Copy out each line below exactly as it appears.

━━ Dataset extract

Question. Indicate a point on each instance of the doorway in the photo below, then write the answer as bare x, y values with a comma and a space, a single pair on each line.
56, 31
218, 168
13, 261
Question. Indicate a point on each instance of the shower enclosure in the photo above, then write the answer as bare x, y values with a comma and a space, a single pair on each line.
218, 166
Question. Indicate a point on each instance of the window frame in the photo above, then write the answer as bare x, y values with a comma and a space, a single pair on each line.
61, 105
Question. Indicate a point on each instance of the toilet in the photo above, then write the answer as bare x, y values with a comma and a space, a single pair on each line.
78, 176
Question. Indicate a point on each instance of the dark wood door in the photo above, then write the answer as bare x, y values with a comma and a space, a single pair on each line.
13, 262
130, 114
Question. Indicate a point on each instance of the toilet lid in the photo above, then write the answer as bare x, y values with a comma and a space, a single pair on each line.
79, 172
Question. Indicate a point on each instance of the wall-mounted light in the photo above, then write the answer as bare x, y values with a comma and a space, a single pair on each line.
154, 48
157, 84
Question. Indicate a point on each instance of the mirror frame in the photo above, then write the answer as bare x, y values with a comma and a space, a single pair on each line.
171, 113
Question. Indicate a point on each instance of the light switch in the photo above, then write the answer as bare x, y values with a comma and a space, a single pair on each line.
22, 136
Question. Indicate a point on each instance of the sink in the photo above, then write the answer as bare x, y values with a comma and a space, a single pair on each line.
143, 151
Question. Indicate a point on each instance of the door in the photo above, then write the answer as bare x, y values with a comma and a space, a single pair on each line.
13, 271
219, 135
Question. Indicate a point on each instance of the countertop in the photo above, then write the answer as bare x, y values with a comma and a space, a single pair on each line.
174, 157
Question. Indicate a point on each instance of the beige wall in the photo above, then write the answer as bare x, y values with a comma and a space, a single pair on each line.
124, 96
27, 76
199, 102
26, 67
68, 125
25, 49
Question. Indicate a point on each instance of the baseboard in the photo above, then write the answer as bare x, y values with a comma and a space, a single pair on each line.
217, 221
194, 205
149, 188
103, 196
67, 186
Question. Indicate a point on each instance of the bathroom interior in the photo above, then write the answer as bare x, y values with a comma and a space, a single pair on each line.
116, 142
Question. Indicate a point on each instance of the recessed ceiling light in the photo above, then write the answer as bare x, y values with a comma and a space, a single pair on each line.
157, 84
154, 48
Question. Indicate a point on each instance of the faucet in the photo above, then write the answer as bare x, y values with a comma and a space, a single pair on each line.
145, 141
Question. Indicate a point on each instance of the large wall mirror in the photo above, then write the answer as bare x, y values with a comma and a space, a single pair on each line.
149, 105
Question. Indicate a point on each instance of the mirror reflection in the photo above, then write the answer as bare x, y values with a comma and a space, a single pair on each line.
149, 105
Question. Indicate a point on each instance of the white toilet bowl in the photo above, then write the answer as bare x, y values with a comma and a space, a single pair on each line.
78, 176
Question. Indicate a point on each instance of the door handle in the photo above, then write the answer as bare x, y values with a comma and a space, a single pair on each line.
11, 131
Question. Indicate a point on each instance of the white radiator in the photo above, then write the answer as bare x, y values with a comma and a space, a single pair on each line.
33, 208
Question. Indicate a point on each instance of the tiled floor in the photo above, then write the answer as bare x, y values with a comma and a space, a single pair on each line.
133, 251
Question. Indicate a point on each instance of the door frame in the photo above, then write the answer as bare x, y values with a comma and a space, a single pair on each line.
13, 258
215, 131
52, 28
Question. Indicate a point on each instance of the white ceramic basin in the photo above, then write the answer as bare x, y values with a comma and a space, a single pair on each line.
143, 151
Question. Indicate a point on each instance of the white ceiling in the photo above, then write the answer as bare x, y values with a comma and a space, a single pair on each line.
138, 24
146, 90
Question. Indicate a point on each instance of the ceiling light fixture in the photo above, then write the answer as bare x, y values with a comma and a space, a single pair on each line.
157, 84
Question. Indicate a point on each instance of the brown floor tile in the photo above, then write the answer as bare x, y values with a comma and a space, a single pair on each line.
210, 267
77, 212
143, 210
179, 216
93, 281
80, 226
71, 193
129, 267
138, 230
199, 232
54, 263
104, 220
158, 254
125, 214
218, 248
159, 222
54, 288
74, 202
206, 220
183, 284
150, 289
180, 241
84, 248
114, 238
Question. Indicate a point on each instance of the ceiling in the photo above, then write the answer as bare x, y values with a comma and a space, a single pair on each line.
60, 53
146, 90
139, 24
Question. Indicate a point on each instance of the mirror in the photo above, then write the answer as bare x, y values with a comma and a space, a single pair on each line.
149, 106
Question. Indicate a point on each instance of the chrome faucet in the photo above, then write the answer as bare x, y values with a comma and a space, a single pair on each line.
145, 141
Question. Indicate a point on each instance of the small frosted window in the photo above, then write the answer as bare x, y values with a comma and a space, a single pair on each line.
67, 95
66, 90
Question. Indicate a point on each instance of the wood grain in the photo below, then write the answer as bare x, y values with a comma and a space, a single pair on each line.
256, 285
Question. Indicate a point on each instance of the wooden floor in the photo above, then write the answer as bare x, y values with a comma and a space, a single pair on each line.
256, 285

━━━━

● Response:
Question. Indicate a point on each instance of the doorway in the photo below, then write the answer as bare x, y values with a comma and a space, a single pair on each line.
56, 31
218, 168
13, 261
Question. Indicate a point on each instance of the shower enclosure in the photo above, then write the answer as bare x, y values with a comma and a space, a single pair on each line.
218, 166
Question. Indicate a point on each instance of the window frame in the photo above, then write the answer as bare x, y values with a comma and a space, a single pair on each line.
61, 105
Question. Indicate a point on each instance of the toilet in the photo above, then write the answer as bare x, y values with a comma and a space, a single pair on each line.
78, 176
Question. Indicate a point on each instance of the dark wood door in the photo above, then write the answer as bare x, y values with a comma and a space, a single pair on each line.
13, 262
130, 114
Question. Indicate a point on each instance of the toilet lid in the photo above, then write the answer as bare x, y values with a comma and a space, a single pair on each line.
79, 172
Question. Indicate a point on each instance of the wall-mounted light in the photo above, then write the answer as bare x, y values with a comma and a space, a single pair on each line.
154, 48
157, 84
Question. Indicate a point on each instance of the mirror frame in the photo above, then write the answer as bare x, y values with a comma and a space, a single pair on each line.
171, 113
Question. Indicate a point on each instance of the light switch in the photo above, then write the answer as bare x, y values with a comma and a space, a single pair on each line.
22, 136
Question. Indicate a point on each instance of the sink in the photo above, then write the answer as bare x, y values with a comma and a space, a single pair on each line.
143, 151
Question. Indicate a point on each instance of the door in the photo above, then write the answer as bare x, y values with a comma and a space, a single pair on each line.
13, 271
219, 135
Question. Indicate a point on each instance of the countertop in the photo above, then write the answer as bare x, y values with a comma and a space, a single pair on each line.
174, 157
Question. Indicate a point on each instance of the beige wall in the photo above, then write the answer as bare x, y values with a comma and a space, a single pair on each line.
124, 96
27, 76
199, 102
26, 67
68, 125
25, 49
Question. Indicate a point on each instance of the baseboard in the photo above, then write the answer as bare x, y values with a comma and a space, a single pair on each line.
217, 221
194, 205
149, 188
103, 196
67, 186
Question. Indicate a point on each instance of the bathroom interior in the photo above, then write the answer as bare x, y values with a comma and a space, a single pair on each line.
116, 142
Question. Indicate a point on each instance of the recessed ceiling light in the photo above, then write the answer as bare x, y values with a comma and a space, a single pair on each line.
157, 84
154, 48
Question. Indicate a point on each instance of the faucet in the photo above, then write the answer as bare x, y values with a comma and a space, a single pair on each line.
145, 141
Question. Indicate a point on each instance of the large wall mirror in the photo above, then write the answer as bare x, y values with a comma and a space, a single pair on each line.
149, 105
Question. Indicate a point on each instance of the mirror reflection in the photo above, then write the answer as bare x, y values with a comma and a space, a single pair on each line.
149, 105
Question. Indicate a point on each instance of the white toilet bowl in the photo above, then write the answer as bare x, y values with a comma and a space, a single pair on each line.
78, 176
Question. Indicate a point on each instance of the door handle in the photo above, then write the answer as bare x, y values with a comma and a space, a single pair on each line.
11, 131
Question. Indicate a point on each instance of the white radiator in the photo above, then write the answer as bare x, y values with a comma and a space, a single pair on each line.
33, 208
Question. Indicate a point on each instance of the tiled floor in the photo above, then write the answer as bare x, y values with a comma and a space, a single pair on each line.
133, 251
Question. Indicate a point on each instance of the door frame in the photo above, then write the answer as bare x, y values with a comma and a space, a single pair on each line.
13, 258
215, 131
52, 28
Question. Indicate a point on each instance of the white ceramic basin in the photo above, then write the answer as bare x, y values with a comma and a space, a single pair on each line.
143, 151
Question. Indicate a point on each instance of the white ceiling in the photo above, then write the answer as bare x, y values with a comma and a space, a single pair on each line.
138, 24
146, 90
Question. Indicate a point on each instance of the ceiling light fixture in the photo above, then write the answer as bare x, y values with a comma and a space, a single pair on each line.
157, 84
Question. Indicate a point on each instance of the brown floor tile in the photo above, then write the answer as bare x, y values with a comma and a space, a single pair on each line.
210, 267
77, 212
143, 210
179, 216
93, 281
80, 226
71, 193
129, 267
138, 230
199, 232
54, 263
104, 220
158, 254
125, 214
218, 248
159, 222
54, 288
74, 202
206, 220
183, 284
150, 289
180, 241
84, 248
114, 238
Question. Indicate a point on each instance of the ceiling in the photo above, then write the answer as bare x, y values with a comma and a space, a single pair on each line.
60, 53
146, 90
139, 24
Question. Indicate a point on each instance of the mirror in the photo above, then write the answer as bare x, y values with a comma and a space, a single pair on each line.
149, 106
Question. Indicate a point on each instance of the chrome faucet in the photo above, then write the answer as bare x, y values with a comma and a space, a single pair on each line.
145, 141
Question. Indicate a point on each instance of the small frosted window in the photo above, then write the answer as bare x, y values with a comma and a space, a single pair on each line.
67, 95
66, 90
Question. Indicate a point on each instance of the wood grain in the photo below, then write the answer as bare x, y values with a comma and a space, a single pair on each line.
256, 285
Question. Indicate a point on each instance of the wooden floor in the photo above, then write the answer as bare x, y values with a comma and a space, a single pair on each line.
256, 285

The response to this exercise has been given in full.